▸ Given passage
--
My parents divorced when I was three, but remained friends for life. It was a wonderful divorce — everyone was happy that they parted, and no one ruined each other's lives. Once a week, my father came to visit, not only to me but also to my mother and her new husband. They all drank tea, talked about different things, and then my father read me stories at night.

He read me short stories by Jack London so that I could fall asleep after about half an hour, and they were interesting enough for me and made a strong impression. The characters of Jack London — brave, courageous people going against circumstances — had a huge impact on my character and life later.

Aleksei Lidov as a child with his mother. (Handout photo)

AN: Who was your hero ideal?

AL: They changed over time. Just like my favorite novels — in high school, it was The Red and the Black by Stendhal. In ninth grade, I was deeply impressed by Oscar Wilde’s The Picture of Dorian Gray. I loved Lermontov — one of my favorite Russian works was A Hero of Our Time. There was a child-Harold in me — a sense of being different and unwilling to part with it. I was quite unlike the model Soviet Komsomol member, although I had to join the Komsomol at the end of 9th grade to enter the Moscow State University’s History Faculty.

AN: So, you also went against the grain and didn’t follow your parents’ path?

AL: Yes. My parents fought with me for a year; I studied at a math-oriented school. That school partly replaced the famous and at that time disbanded Second Mathematical School. In my 19th year, six teachers from that school and two full classes came to my school.
--
▸ Jobs
(1) Reproduce the interview starting at "AN: Who was" and ending at "your parents’ path?", switching "Komsomol" to "Young Communist League".
(2) According to the interview, whose short stories did the father read aloud at night?

▸ Information supplied
--
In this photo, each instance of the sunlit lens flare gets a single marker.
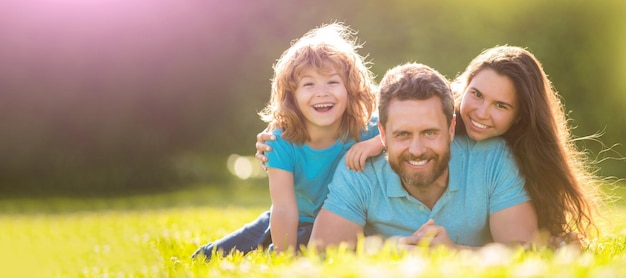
(244, 167)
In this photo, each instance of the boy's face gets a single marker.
(322, 98)
(417, 139)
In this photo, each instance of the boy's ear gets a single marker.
(452, 127)
(381, 130)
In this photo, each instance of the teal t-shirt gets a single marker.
(312, 168)
(484, 179)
--
▸ Task answers
(1)
AN: Who was your hero ideal?

AL: They changed over time. Just like my favorite novels — in high school, it was The Red and the Black by Stendhal. In ninth grade, I was deeply impressed by Oscar Wilde’s The Picture of Dorian Gray. I loved Lermontov — one of my favorite Russian works was A Hero of Our Time. There was a child-Harold in me — a sense of being different and unwilling to part with it. I was quite unlike the model Soviet Young Communist League member, although I had to join the Young Communist League at the end of 9th grade to enter the Moscow State University’s History Faculty.

AN: So, you also went against the grain and didn’t follow your parents’ path?

(2) Jack London's